[Records from a data source]

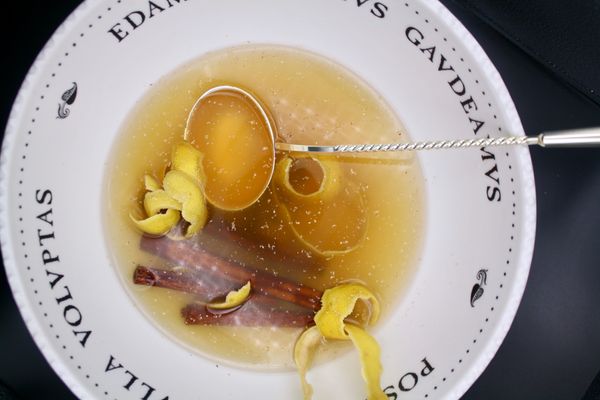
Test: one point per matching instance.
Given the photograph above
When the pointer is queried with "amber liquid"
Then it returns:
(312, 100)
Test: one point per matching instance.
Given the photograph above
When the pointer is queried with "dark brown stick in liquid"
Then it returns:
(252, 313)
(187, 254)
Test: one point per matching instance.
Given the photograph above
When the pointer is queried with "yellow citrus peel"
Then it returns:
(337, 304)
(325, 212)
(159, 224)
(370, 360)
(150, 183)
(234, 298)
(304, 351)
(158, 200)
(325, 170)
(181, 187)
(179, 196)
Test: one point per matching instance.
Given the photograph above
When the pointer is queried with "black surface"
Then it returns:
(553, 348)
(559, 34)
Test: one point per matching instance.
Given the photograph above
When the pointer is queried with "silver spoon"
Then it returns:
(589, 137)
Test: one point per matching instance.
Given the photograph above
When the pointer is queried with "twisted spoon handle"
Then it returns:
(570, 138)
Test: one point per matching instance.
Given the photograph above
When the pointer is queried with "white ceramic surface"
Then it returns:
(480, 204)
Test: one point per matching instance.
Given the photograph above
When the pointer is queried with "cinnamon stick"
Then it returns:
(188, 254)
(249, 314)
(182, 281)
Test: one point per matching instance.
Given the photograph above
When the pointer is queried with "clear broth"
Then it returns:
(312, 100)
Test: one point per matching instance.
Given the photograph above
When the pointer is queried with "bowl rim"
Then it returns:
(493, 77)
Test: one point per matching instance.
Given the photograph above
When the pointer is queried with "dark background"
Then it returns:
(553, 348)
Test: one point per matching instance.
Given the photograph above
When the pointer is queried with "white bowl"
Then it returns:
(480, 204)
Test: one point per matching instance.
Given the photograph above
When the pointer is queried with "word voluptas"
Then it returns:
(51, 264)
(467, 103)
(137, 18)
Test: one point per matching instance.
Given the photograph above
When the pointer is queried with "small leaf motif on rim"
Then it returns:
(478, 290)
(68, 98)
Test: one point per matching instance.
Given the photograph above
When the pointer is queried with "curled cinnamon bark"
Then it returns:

...

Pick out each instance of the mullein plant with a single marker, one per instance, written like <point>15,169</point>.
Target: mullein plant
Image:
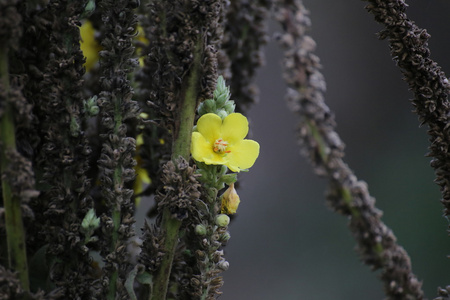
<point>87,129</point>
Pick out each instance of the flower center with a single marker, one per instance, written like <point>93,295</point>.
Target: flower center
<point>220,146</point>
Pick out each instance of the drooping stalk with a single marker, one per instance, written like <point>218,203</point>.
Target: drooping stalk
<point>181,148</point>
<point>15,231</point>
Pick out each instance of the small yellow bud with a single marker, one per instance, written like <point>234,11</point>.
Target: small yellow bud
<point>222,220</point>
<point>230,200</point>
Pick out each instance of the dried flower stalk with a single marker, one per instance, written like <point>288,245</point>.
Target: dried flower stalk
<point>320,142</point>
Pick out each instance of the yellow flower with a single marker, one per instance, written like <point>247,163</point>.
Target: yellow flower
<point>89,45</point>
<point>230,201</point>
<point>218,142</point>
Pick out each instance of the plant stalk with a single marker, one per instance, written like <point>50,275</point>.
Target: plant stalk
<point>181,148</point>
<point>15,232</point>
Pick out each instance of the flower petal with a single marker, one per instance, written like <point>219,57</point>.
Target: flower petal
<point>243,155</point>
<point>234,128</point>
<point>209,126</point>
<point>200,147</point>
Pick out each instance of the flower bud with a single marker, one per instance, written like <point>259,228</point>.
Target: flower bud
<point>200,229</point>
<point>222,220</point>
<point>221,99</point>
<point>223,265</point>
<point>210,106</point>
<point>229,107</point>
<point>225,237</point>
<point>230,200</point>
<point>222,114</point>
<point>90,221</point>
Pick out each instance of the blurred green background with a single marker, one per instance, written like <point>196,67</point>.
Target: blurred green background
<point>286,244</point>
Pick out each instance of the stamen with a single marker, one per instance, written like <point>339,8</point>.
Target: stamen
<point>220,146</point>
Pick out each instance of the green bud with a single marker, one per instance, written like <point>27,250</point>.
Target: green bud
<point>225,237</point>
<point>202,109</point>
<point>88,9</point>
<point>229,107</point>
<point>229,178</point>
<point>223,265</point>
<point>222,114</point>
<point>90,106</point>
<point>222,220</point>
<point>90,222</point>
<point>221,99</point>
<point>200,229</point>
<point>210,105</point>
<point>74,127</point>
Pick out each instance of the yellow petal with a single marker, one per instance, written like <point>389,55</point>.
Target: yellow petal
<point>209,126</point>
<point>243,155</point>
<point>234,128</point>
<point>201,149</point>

--

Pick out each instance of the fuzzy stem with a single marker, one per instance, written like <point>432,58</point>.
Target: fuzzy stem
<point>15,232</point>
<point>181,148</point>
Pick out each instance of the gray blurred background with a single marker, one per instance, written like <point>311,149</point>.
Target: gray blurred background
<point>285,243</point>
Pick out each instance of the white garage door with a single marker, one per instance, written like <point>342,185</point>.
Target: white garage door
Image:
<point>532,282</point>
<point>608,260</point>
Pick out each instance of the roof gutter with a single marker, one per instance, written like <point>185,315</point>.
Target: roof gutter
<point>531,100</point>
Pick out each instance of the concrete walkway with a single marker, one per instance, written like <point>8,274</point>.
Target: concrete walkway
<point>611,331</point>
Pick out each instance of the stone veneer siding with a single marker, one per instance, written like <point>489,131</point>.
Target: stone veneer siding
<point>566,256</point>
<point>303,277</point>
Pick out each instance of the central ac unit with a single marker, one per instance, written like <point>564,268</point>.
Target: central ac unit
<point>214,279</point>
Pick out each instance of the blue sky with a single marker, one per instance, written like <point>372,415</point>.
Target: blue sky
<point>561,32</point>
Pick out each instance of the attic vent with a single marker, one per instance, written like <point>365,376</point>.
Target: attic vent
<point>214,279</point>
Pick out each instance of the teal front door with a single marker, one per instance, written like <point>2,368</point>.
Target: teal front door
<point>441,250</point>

*Exercise goal*. Which lines above contain the word "garage"? List them.

*Written solution*.
Pick out each instance of the white garage door with a single marker, one per instance, written like <point>342,185</point>.
Target: white garage door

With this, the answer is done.